## [Selbst ausprobieren]
Kopiere aus dem Urteilsauszug den Wortlaut von „Die Berufung der Beklagten ist zulässig, in“ bis einschließlich „iVm. § 520 ZPO).“.

## [Ausgewählter Abschnitt]

Im Übrigen wird hinsichtlich des Sach- und Streitstandes zweiter Instanz ergänzend auf die zwischen den Parteien gewechselten Schriftsätze nebst Anlagen sowie die Sitzungsniederschrift Bezug genommen.

Entscheidungsgründe

A

Die Berufung der Beklagten ist zulässig, in der Sache jedoch nicht erfolgreich.

I. Die Berufung der Beklagten ist zulässig. Sie ist statthaft (§ 64 Abs. 2 Buchstabe c ArbGG), wurde von der Beklagten nach Zustellung des erstinstanzlichen Urteils am 10. März 2020 mit am gleichen Tag beim Landesarbeitsgericht eingegangenem Schriftsatz vom 08. April 2020 form- und fristgerecht eingelegt (§ 66 Abs. 1 Satz 1 und 2, § 64 Abs. 6 ArbGG iVm. § 519 ZPO) und innerhalb verlängerter Berufungsbegründungsfrist mit Schriftsatz vom 25. Mai 2020, bei Gericht eingegangen am gleichen Tag, rechtzeitig und ordnungsgemäß begründet (§ 66 Abs. 1 Satz 1, 2 und 5, § 64 Abs. 6 ArbGG iVm. § 520 ZPO).

II. Die Berufung der Beklagten ist unbegründet. Das Arbeitsgericht hat der Kündigungsschutzklage zu Recht stattgegeben. Die ordentliche Kündigung der Beklagten vom 15. August 2019 hat das zwischen den Parteien bestehende Arbeitsverhältnis nicht wirksam beendet.

1. Die von der Beklagten aus krankheitsbedingten Gründen ausgesprochene Kündigung vom 15. August 2019, die der Kläger innerhalb der Drei-Wochen-Frist des § 4 Satz 1 KSchG mit einer Kündigungsschutzklage angegriffen hat und die daher auf ihre Wirksamkeit zu überprüfen war, hat das Arbeitsverhältnis nicht beendet. Sie ist – nachdem das Kündigungsschutzgesetz aufgrund Betriebsgröße und Beschäftigungsdauer des Klägers nach §§ 1 Abs. 1, 23 Abs. 1 Satz 3 KSchG Anwendung findet – nicht gemäß § 1 Abs. 2 Satz 1 KSchG aus personenbedingten Gründen sozial gerechtfertigt.

## [Zeilen]

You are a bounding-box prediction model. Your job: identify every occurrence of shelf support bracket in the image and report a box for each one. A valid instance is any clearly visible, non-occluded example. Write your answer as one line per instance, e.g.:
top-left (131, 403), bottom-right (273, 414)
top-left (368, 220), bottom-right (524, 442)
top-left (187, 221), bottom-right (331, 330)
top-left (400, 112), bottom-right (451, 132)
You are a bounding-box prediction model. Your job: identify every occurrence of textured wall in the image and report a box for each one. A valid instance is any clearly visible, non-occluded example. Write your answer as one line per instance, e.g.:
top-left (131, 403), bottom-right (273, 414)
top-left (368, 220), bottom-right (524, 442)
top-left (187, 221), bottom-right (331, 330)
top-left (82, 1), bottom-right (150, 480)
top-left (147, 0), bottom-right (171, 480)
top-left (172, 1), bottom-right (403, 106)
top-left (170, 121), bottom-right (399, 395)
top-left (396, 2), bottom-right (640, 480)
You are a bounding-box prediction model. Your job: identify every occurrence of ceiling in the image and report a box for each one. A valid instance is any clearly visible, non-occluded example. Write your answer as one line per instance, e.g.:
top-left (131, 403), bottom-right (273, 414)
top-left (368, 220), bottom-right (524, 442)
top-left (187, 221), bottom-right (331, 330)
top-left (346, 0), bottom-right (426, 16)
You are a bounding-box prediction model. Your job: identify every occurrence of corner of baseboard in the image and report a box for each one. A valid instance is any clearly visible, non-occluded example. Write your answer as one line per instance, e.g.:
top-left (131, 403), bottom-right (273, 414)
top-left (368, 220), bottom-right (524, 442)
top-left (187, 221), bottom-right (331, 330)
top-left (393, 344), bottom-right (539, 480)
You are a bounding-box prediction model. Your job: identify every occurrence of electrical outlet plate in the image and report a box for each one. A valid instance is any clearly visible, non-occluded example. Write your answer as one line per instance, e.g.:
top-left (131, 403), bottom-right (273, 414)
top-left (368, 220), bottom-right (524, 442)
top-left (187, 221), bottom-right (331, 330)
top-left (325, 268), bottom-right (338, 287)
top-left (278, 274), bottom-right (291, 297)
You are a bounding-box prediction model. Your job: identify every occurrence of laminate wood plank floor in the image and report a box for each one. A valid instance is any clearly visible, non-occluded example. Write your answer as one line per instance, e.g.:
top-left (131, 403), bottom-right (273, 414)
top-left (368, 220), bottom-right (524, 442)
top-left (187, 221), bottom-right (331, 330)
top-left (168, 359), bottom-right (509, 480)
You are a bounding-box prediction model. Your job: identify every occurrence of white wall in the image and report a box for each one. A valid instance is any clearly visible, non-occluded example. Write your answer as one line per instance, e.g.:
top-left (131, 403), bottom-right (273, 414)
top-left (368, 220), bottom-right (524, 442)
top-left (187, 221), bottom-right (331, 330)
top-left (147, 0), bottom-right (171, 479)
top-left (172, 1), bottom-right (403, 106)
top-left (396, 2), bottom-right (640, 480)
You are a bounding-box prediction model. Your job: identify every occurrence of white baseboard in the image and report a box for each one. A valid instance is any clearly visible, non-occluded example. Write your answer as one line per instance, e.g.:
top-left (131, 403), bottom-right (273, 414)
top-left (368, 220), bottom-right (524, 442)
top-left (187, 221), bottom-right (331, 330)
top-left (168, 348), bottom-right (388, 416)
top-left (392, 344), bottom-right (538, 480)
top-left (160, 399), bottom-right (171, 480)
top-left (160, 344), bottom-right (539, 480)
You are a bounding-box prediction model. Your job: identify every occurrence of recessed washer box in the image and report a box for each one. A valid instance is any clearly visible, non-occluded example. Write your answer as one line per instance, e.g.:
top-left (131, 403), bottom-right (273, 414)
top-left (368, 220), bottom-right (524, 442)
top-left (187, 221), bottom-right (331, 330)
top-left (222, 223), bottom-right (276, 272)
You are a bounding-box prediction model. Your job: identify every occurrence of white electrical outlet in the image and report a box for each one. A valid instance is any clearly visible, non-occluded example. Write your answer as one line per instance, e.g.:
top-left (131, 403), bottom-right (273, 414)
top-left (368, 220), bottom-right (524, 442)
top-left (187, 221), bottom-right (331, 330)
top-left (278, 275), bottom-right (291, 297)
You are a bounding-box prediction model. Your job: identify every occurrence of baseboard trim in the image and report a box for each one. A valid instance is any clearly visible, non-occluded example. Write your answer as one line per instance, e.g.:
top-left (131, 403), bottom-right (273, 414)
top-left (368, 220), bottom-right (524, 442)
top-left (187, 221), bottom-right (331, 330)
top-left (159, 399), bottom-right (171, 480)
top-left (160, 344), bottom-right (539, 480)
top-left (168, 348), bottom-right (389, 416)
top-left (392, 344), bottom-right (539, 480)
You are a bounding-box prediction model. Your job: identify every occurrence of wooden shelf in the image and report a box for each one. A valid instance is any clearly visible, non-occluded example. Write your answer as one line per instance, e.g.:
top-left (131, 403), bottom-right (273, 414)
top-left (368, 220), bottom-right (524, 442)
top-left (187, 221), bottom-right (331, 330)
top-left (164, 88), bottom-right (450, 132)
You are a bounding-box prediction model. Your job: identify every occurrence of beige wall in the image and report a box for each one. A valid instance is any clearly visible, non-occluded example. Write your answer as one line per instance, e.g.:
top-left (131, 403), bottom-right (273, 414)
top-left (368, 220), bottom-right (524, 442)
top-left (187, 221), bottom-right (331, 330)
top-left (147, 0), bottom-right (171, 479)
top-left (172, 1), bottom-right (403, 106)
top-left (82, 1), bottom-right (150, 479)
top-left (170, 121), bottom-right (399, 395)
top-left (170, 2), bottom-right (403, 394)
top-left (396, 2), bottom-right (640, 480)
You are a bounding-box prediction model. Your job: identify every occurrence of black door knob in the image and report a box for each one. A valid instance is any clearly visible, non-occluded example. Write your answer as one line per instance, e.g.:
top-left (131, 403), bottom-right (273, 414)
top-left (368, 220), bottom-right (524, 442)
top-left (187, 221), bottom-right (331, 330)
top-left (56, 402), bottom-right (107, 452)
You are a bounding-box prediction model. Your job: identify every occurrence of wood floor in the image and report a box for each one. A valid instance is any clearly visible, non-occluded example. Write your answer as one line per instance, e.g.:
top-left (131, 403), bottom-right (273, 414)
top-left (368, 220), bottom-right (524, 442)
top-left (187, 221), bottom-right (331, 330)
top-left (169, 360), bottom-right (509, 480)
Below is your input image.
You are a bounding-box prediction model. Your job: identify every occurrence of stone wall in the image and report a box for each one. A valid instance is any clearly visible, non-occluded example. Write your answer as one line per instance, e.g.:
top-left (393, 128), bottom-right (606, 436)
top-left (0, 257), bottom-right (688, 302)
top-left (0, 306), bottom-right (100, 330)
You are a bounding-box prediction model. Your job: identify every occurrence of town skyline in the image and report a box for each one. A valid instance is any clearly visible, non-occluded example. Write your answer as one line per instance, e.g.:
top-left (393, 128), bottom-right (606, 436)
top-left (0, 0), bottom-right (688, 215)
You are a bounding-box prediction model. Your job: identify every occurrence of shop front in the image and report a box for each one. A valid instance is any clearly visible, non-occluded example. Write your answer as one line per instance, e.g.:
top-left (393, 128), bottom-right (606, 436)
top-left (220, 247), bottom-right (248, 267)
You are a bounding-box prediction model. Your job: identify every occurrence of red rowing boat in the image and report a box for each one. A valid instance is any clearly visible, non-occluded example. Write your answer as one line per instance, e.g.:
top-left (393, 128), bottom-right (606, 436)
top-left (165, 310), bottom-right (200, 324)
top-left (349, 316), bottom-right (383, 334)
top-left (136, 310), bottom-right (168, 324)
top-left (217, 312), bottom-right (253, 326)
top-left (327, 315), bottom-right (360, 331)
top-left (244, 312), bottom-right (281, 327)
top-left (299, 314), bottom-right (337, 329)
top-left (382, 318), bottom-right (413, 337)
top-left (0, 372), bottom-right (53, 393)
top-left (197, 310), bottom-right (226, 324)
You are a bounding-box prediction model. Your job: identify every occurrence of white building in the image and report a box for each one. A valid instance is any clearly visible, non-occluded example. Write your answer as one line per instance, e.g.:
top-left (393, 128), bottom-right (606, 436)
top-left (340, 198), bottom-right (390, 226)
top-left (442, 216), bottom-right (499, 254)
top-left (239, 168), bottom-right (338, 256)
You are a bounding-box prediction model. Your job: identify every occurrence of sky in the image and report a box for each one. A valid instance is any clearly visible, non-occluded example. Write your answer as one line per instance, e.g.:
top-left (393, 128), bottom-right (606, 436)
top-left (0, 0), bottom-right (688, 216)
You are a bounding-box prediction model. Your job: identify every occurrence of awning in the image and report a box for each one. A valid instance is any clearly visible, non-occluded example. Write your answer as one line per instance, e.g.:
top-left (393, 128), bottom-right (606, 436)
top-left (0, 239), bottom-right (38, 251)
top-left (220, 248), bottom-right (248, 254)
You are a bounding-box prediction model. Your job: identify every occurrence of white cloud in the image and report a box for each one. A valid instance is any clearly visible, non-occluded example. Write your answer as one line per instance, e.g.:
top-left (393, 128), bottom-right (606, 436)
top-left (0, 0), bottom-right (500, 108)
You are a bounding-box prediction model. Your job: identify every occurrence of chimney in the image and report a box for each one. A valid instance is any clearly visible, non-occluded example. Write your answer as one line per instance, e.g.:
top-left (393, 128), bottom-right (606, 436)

## [Ergebnis der Aufgabe]
Die Berufung der Beklagten ist zulässig, in der Sache jedoch nicht erfolgreich.

I. Die Berufung der Beklagten ist zulässig. Sie ist statthaft (§ 64 Abs. 2 Buchstabe c ArbGG), wurde von der Beklagten nach Zustellung des erstinstanzlichen Urteils am 10. März 2020 mit am gleichen Tag beim Landesarbeitsgericht eingegangenem Schriftsatz vom 08. April 2020 form- und fristgerecht eingelegt (§ 66 Abs. 1 Satz 1 und 2, § 64 Abs. 6 ArbGG iVm. § 519 ZPO) und innerhalb verlängerter Berufungsbegründungsfrist mit Schriftsatz vom 25. Mai 2020, bei Gericht eingegangen am gleichen Tag, rechtzeitig und ordnungsgemäß begründet (§ 66 Abs. 1 Satz 1, 2 und 5, § 64 Abs. 6 ArbGG iVm. § 520 ZPO).